### The task
Please print each record below exactly as it is written.

═════ Available records ═════

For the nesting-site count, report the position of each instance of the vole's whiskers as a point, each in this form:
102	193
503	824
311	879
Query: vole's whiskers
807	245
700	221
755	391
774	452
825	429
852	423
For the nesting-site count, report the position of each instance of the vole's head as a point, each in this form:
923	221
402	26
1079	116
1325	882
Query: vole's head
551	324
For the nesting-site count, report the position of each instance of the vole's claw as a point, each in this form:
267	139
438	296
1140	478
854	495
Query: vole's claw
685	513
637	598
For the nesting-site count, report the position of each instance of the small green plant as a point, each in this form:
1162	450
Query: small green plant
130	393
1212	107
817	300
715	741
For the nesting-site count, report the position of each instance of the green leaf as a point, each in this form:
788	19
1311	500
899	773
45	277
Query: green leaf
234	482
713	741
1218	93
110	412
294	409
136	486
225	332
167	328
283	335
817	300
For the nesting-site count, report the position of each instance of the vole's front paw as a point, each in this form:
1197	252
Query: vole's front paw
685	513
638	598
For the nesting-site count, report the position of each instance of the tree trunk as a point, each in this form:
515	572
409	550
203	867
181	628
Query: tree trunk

═════

### Worked solution
For the nesting-site count, report the position of each instance of the vole's whiskers as a point, each in this form:
102	193
503	824
311	879
Query: vole's whiskers
807	245
700	221
755	391
774	452
825	429
852	423
For the nesting-site count, report the position of each instance of the vole's head as a point, each in this form:
923	221
402	26
1079	116
1325	882
Query: vole's head
551	324
For the nesting-site count, report the position of each instance of the vole's claw as a point, each in this form:
267	139
438	296
1140	478
854	495
Query: vole's claw
685	513
637	598
For the nesting-site count, report the position of each instance of the small green plant as a point, each in this form:
1162	450
Query: small green plant
130	393
1212	107
817	300
715	741
For the nesting-site count, report the position of each instance of the green leaf as a point, each in this form:
788	19
1311	500
899	773
45	277
Query: green leaf
234	482
713	741
1218	93
110	412
294	409
136	486
225	332
167	328
283	335
817	300
For the nesting-site count, report the position of each instance of the vole's front paw as a point, each in this form:
1197	252
Query: vole's front paw
685	513
638	598
For the nesting-site count, report the position of each instance of the tree trunk as a point, each in this form:
515	572
409	550
203	867
181	628
Query: tree trunk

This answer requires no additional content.